EXERCISE OBJECTIVE: Of all the lines below, output only those starting at the one with "ok so I need the boxes for every river in" and ending at the one with "ok so I need the boxes for every dark cloud", both ends included, exactly as written.

ENTRIES SHOWN:

##############################

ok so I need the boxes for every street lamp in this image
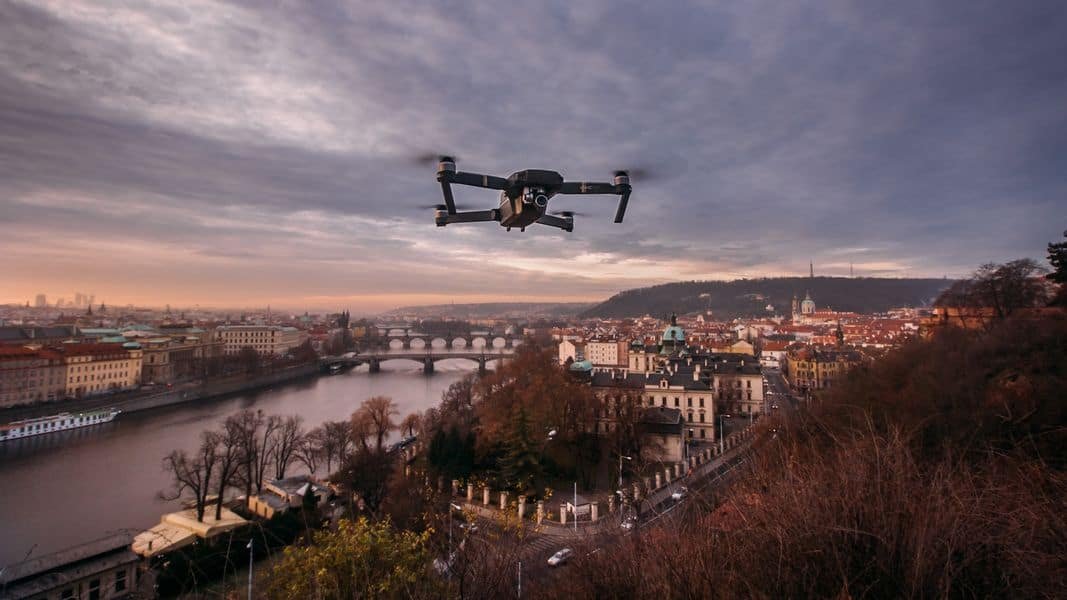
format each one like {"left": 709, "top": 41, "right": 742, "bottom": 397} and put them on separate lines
{"left": 618, "top": 454, "right": 632, "bottom": 489}
{"left": 718, "top": 414, "right": 731, "bottom": 454}
{"left": 686, "top": 428, "right": 694, "bottom": 465}
{"left": 246, "top": 540, "right": 253, "bottom": 600}
{"left": 448, "top": 502, "right": 463, "bottom": 579}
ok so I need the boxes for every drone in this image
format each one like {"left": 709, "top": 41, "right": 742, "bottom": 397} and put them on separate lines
{"left": 429, "top": 156, "right": 632, "bottom": 232}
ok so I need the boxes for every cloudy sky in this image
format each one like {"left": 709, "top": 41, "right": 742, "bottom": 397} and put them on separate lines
{"left": 2, "top": 1, "right": 1065, "bottom": 313}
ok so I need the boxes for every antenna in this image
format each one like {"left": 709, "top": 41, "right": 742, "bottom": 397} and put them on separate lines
{"left": 809, "top": 261, "right": 814, "bottom": 279}
{"left": 850, "top": 262, "right": 854, "bottom": 278}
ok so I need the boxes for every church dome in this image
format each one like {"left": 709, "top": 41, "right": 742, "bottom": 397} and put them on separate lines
{"left": 569, "top": 359, "right": 593, "bottom": 372}
{"left": 801, "top": 291, "right": 816, "bottom": 315}
{"left": 661, "top": 313, "right": 685, "bottom": 344}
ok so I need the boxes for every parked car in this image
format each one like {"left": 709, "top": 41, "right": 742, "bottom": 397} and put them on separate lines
{"left": 459, "top": 522, "right": 479, "bottom": 534}
{"left": 771, "top": 404, "right": 779, "bottom": 409}
{"left": 620, "top": 515, "right": 637, "bottom": 531}
{"left": 670, "top": 486, "right": 688, "bottom": 501}
{"left": 547, "top": 548, "right": 574, "bottom": 567}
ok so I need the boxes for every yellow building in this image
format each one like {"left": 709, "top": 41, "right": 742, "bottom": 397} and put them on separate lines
{"left": 0, "top": 346, "right": 67, "bottom": 407}
{"left": 60, "top": 343, "right": 143, "bottom": 399}
{"left": 784, "top": 347, "right": 863, "bottom": 392}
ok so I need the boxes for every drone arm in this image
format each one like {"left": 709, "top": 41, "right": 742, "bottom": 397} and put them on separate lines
{"left": 536, "top": 214, "right": 574, "bottom": 232}
{"left": 444, "top": 171, "right": 509, "bottom": 190}
{"left": 559, "top": 181, "right": 617, "bottom": 195}
{"left": 436, "top": 209, "right": 500, "bottom": 227}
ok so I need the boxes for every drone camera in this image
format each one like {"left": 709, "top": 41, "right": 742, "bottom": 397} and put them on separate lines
{"left": 533, "top": 194, "right": 549, "bottom": 208}
{"left": 613, "top": 171, "right": 630, "bottom": 186}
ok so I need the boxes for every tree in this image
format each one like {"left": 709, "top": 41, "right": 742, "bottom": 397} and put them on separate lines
{"left": 1047, "top": 230, "right": 1067, "bottom": 305}
{"left": 209, "top": 425, "right": 242, "bottom": 521}
{"left": 499, "top": 404, "right": 541, "bottom": 493}
{"left": 296, "top": 425, "right": 325, "bottom": 474}
{"left": 237, "top": 346, "right": 260, "bottom": 374}
{"left": 320, "top": 419, "right": 354, "bottom": 474}
{"left": 399, "top": 412, "right": 420, "bottom": 438}
{"left": 266, "top": 518, "right": 442, "bottom": 599}
{"left": 361, "top": 396, "right": 399, "bottom": 452}
{"left": 160, "top": 433, "right": 219, "bottom": 522}
{"left": 935, "top": 259, "right": 1049, "bottom": 319}
{"left": 269, "top": 415, "right": 304, "bottom": 480}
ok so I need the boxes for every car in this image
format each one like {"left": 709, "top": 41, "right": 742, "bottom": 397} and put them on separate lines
{"left": 670, "top": 486, "right": 688, "bottom": 501}
{"left": 771, "top": 404, "right": 779, "bottom": 409}
{"left": 620, "top": 516, "right": 637, "bottom": 531}
{"left": 547, "top": 548, "right": 574, "bottom": 567}
{"left": 459, "top": 522, "right": 479, "bottom": 534}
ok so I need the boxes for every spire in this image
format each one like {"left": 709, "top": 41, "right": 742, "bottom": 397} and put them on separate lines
{"left": 670, "top": 312, "right": 677, "bottom": 326}
{"left": 810, "top": 261, "right": 814, "bottom": 278}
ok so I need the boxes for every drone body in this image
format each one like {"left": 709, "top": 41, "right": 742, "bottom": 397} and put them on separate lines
{"left": 432, "top": 157, "right": 632, "bottom": 232}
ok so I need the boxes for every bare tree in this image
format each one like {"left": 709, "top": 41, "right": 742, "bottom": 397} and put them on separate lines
{"left": 361, "top": 396, "right": 399, "bottom": 451}
{"left": 270, "top": 415, "right": 304, "bottom": 480}
{"left": 320, "top": 420, "right": 354, "bottom": 475}
{"left": 160, "top": 433, "right": 219, "bottom": 522}
{"left": 210, "top": 426, "right": 243, "bottom": 521}
{"left": 296, "top": 426, "right": 325, "bottom": 474}
{"left": 399, "top": 412, "right": 420, "bottom": 438}
{"left": 350, "top": 409, "right": 374, "bottom": 453}
{"left": 256, "top": 415, "right": 282, "bottom": 489}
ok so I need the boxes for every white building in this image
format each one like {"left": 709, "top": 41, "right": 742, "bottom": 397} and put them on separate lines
{"left": 215, "top": 325, "right": 309, "bottom": 356}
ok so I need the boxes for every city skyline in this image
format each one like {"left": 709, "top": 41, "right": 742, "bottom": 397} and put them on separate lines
{"left": 2, "top": 1, "right": 1065, "bottom": 311}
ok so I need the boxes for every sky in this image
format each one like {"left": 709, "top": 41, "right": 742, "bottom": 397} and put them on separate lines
{"left": 2, "top": 1, "right": 1065, "bottom": 314}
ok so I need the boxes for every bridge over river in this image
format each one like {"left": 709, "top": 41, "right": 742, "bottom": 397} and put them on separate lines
{"left": 322, "top": 347, "right": 517, "bottom": 374}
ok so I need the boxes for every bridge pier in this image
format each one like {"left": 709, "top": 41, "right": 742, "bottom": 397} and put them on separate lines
{"left": 423, "top": 358, "right": 434, "bottom": 374}
{"left": 368, "top": 359, "right": 381, "bottom": 373}
{"left": 477, "top": 356, "right": 487, "bottom": 374}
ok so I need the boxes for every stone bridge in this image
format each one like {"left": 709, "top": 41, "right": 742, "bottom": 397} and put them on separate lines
{"left": 374, "top": 326, "right": 522, "bottom": 351}
{"left": 323, "top": 348, "right": 516, "bottom": 374}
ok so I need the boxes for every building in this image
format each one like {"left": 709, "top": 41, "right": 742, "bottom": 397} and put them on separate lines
{"left": 214, "top": 325, "right": 309, "bottom": 356}
{"left": 558, "top": 338, "right": 628, "bottom": 368}
{"left": 35, "top": 293, "right": 47, "bottom": 308}
{"left": 759, "top": 340, "right": 790, "bottom": 369}
{"left": 139, "top": 332, "right": 222, "bottom": 384}
{"left": 0, "top": 533, "right": 145, "bottom": 600}
{"left": 638, "top": 406, "right": 685, "bottom": 463}
{"left": 248, "top": 475, "right": 329, "bottom": 519}
{"left": 0, "top": 346, "right": 67, "bottom": 407}
{"left": 0, "top": 325, "right": 80, "bottom": 346}
{"left": 783, "top": 347, "right": 864, "bottom": 393}
{"left": 59, "top": 343, "right": 143, "bottom": 399}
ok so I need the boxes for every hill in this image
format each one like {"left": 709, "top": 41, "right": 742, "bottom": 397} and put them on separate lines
{"left": 581, "top": 276, "right": 951, "bottom": 318}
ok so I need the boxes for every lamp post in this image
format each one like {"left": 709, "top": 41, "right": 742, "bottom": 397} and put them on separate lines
{"left": 618, "top": 454, "right": 632, "bottom": 490}
{"left": 718, "top": 414, "right": 730, "bottom": 454}
{"left": 686, "top": 428, "right": 693, "bottom": 466}
{"left": 448, "top": 502, "right": 462, "bottom": 579}
{"left": 246, "top": 540, "right": 253, "bottom": 600}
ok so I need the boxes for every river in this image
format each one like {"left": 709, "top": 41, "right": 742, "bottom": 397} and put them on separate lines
{"left": 0, "top": 359, "right": 479, "bottom": 567}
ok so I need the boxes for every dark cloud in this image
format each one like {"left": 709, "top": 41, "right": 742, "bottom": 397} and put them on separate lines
{"left": 1, "top": 0, "right": 1065, "bottom": 310}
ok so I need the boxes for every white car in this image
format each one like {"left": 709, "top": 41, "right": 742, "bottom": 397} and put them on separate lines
{"left": 670, "top": 486, "right": 688, "bottom": 501}
{"left": 458, "top": 522, "right": 479, "bottom": 534}
{"left": 547, "top": 548, "right": 574, "bottom": 567}
{"left": 620, "top": 516, "right": 637, "bottom": 531}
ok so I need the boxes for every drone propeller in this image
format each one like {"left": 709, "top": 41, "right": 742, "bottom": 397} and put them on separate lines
{"left": 550, "top": 210, "right": 587, "bottom": 218}
{"left": 415, "top": 202, "right": 474, "bottom": 211}
{"left": 411, "top": 152, "right": 458, "bottom": 167}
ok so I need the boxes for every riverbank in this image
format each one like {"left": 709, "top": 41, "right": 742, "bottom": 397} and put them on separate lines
{"left": 0, "top": 364, "right": 321, "bottom": 424}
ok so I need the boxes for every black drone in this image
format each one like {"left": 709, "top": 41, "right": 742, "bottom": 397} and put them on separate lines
{"left": 429, "top": 156, "right": 632, "bottom": 232}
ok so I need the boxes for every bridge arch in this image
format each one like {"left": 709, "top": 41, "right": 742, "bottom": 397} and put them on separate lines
{"left": 430, "top": 337, "right": 448, "bottom": 349}
{"left": 471, "top": 337, "right": 488, "bottom": 349}
{"left": 409, "top": 338, "right": 426, "bottom": 350}
{"left": 451, "top": 337, "right": 468, "bottom": 349}
{"left": 492, "top": 337, "right": 507, "bottom": 349}
{"left": 388, "top": 339, "right": 405, "bottom": 350}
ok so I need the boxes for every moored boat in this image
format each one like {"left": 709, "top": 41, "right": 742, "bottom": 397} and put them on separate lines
{"left": 0, "top": 408, "right": 121, "bottom": 441}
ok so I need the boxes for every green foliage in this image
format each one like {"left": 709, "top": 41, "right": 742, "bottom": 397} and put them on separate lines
{"left": 499, "top": 404, "right": 542, "bottom": 492}
{"left": 266, "top": 518, "right": 441, "bottom": 600}
{"left": 582, "top": 276, "right": 952, "bottom": 318}
{"left": 427, "top": 426, "right": 475, "bottom": 479}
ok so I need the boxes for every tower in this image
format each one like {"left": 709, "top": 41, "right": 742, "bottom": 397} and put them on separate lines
{"left": 791, "top": 294, "right": 799, "bottom": 322}
{"left": 809, "top": 261, "right": 814, "bottom": 279}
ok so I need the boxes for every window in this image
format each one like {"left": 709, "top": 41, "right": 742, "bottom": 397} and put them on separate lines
{"left": 687, "top": 398, "right": 692, "bottom": 407}
{"left": 700, "top": 429, "right": 706, "bottom": 439}
{"left": 89, "top": 577, "right": 101, "bottom": 600}
{"left": 674, "top": 397, "right": 679, "bottom": 407}
{"left": 699, "top": 413, "right": 705, "bottom": 423}
{"left": 699, "top": 398, "right": 705, "bottom": 408}
{"left": 61, "top": 589, "right": 75, "bottom": 600}
{"left": 115, "top": 568, "right": 127, "bottom": 592}
{"left": 687, "top": 413, "right": 693, "bottom": 422}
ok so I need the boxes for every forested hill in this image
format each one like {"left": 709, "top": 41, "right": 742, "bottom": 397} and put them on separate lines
{"left": 582, "top": 277, "right": 952, "bottom": 319}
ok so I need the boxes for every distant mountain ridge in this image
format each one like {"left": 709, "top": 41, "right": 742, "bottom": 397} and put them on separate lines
{"left": 381, "top": 302, "right": 593, "bottom": 320}
{"left": 582, "top": 277, "right": 952, "bottom": 319}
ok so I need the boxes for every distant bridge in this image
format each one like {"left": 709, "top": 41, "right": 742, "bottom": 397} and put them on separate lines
{"left": 372, "top": 325, "right": 522, "bottom": 351}
{"left": 322, "top": 348, "right": 516, "bottom": 374}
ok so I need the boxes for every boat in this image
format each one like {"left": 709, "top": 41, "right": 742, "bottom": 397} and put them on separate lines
{"left": 0, "top": 408, "right": 121, "bottom": 442}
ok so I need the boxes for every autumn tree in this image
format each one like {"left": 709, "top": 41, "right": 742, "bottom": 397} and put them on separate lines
{"left": 266, "top": 518, "right": 441, "bottom": 599}
{"left": 935, "top": 259, "right": 1049, "bottom": 319}
{"left": 269, "top": 415, "right": 304, "bottom": 480}
{"left": 399, "top": 412, "right": 420, "bottom": 438}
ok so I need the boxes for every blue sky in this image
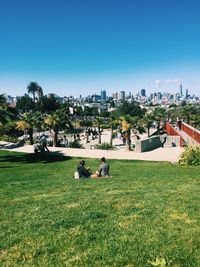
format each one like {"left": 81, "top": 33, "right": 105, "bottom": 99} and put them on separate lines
{"left": 1, "top": 0, "right": 200, "bottom": 96}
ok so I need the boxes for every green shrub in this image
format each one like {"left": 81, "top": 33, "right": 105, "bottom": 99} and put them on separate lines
{"left": 68, "top": 140, "right": 84, "bottom": 149}
{"left": 0, "top": 135, "right": 19, "bottom": 143}
{"left": 67, "top": 128, "right": 84, "bottom": 134}
{"left": 179, "top": 145, "right": 200, "bottom": 166}
{"left": 79, "top": 120, "right": 93, "bottom": 127}
{"left": 0, "top": 121, "right": 23, "bottom": 137}
{"left": 95, "top": 142, "right": 114, "bottom": 150}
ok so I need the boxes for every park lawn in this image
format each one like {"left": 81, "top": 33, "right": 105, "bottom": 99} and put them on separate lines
{"left": 0, "top": 151, "right": 199, "bottom": 267}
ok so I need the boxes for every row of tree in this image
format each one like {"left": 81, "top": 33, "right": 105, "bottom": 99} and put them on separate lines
{"left": 1, "top": 81, "right": 200, "bottom": 151}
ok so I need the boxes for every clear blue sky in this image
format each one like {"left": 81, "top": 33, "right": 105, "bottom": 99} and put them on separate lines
{"left": 1, "top": 0, "right": 200, "bottom": 96}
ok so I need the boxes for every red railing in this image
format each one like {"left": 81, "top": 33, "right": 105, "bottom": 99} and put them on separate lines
{"left": 165, "top": 122, "right": 184, "bottom": 146}
{"left": 182, "top": 123, "right": 200, "bottom": 144}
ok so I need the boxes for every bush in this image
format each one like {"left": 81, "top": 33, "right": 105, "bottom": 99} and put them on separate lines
{"left": 95, "top": 142, "right": 114, "bottom": 150}
{"left": 79, "top": 120, "right": 93, "bottom": 127}
{"left": 0, "top": 121, "right": 23, "bottom": 137}
{"left": 179, "top": 146, "right": 200, "bottom": 166}
{"left": 68, "top": 140, "right": 84, "bottom": 149}
{"left": 0, "top": 135, "right": 19, "bottom": 143}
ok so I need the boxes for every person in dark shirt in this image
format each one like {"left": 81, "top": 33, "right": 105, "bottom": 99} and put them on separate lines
{"left": 77, "top": 160, "right": 91, "bottom": 178}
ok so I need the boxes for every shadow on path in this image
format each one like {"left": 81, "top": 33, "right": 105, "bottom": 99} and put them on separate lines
{"left": 0, "top": 141, "right": 25, "bottom": 149}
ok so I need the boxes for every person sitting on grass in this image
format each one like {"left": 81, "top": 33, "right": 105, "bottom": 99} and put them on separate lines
{"left": 92, "top": 157, "right": 110, "bottom": 178}
{"left": 77, "top": 160, "right": 91, "bottom": 178}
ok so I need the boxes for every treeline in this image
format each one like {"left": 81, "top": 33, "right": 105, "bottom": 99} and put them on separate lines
{"left": 1, "top": 81, "right": 200, "bottom": 150}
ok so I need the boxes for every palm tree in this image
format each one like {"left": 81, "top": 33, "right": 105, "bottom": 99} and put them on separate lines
{"left": 33, "top": 112, "right": 45, "bottom": 136}
{"left": 109, "top": 113, "right": 119, "bottom": 146}
{"left": 16, "top": 95, "right": 34, "bottom": 112}
{"left": 27, "top": 82, "right": 43, "bottom": 107}
{"left": 143, "top": 113, "right": 154, "bottom": 137}
{"left": 16, "top": 113, "right": 35, "bottom": 145}
{"left": 181, "top": 105, "right": 197, "bottom": 125}
{"left": 120, "top": 115, "right": 133, "bottom": 151}
{"left": 151, "top": 107, "right": 166, "bottom": 134}
{"left": 93, "top": 117, "right": 104, "bottom": 145}
{"left": 44, "top": 109, "right": 72, "bottom": 147}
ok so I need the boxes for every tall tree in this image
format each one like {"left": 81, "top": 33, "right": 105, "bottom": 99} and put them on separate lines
{"left": 115, "top": 101, "right": 144, "bottom": 117}
{"left": 16, "top": 113, "right": 35, "bottom": 145}
{"left": 93, "top": 117, "right": 104, "bottom": 144}
{"left": 151, "top": 107, "right": 166, "bottom": 134}
{"left": 44, "top": 109, "right": 72, "bottom": 147}
{"left": 27, "top": 82, "right": 43, "bottom": 106}
{"left": 109, "top": 113, "right": 119, "bottom": 146}
{"left": 181, "top": 105, "right": 197, "bottom": 125}
{"left": 143, "top": 113, "right": 154, "bottom": 137}
{"left": 33, "top": 112, "right": 45, "bottom": 135}
{"left": 36, "top": 94, "right": 61, "bottom": 113}
{"left": 16, "top": 95, "right": 34, "bottom": 112}
{"left": 120, "top": 115, "right": 133, "bottom": 151}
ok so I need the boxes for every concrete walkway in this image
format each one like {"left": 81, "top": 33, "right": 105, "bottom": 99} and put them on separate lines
{"left": 0, "top": 141, "right": 184, "bottom": 163}
{"left": 176, "top": 129, "right": 199, "bottom": 146}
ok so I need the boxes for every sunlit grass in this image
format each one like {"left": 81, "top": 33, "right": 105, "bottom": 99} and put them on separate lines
{"left": 0, "top": 151, "right": 200, "bottom": 266}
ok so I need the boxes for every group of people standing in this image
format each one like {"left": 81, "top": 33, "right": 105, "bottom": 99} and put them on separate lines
{"left": 34, "top": 134, "right": 49, "bottom": 153}
{"left": 75, "top": 157, "right": 110, "bottom": 179}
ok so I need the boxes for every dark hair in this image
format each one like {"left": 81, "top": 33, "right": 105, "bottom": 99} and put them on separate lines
{"left": 101, "top": 157, "right": 106, "bottom": 162}
{"left": 80, "top": 160, "right": 85, "bottom": 166}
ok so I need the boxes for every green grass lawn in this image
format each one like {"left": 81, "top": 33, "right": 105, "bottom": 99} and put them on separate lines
{"left": 0, "top": 151, "right": 199, "bottom": 267}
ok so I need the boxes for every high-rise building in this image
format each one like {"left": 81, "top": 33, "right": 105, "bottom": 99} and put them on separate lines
{"left": 119, "top": 91, "right": 125, "bottom": 101}
{"left": 101, "top": 90, "right": 106, "bottom": 101}
{"left": 186, "top": 89, "right": 189, "bottom": 99}
{"left": 158, "top": 92, "right": 162, "bottom": 100}
{"left": 112, "top": 92, "right": 118, "bottom": 99}
{"left": 179, "top": 84, "right": 183, "bottom": 96}
{"left": 141, "top": 89, "right": 146, "bottom": 97}
{"left": 175, "top": 93, "right": 180, "bottom": 101}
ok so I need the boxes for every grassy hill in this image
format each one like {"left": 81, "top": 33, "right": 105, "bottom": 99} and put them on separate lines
{"left": 0, "top": 151, "right": 199, "bottom": 266}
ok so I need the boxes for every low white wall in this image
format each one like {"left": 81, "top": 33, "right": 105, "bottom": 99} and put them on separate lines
{"left": 135, "top": 136, "right": 162, "bottom": 153}
{"left": 135, "top": 135, "right": 181, "bottom": 153}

##############################

EXERCISE RESPONSE:
ok so I need the boxes for every river in this image
format each one like {"left": 709, "top": 41, "right": 742, "bottom": 397} and put them on separate lines
{"left": 0, "top": 359, "right": 479, "bottom": 567}
ok so I need the boxes for every dark cloud in this image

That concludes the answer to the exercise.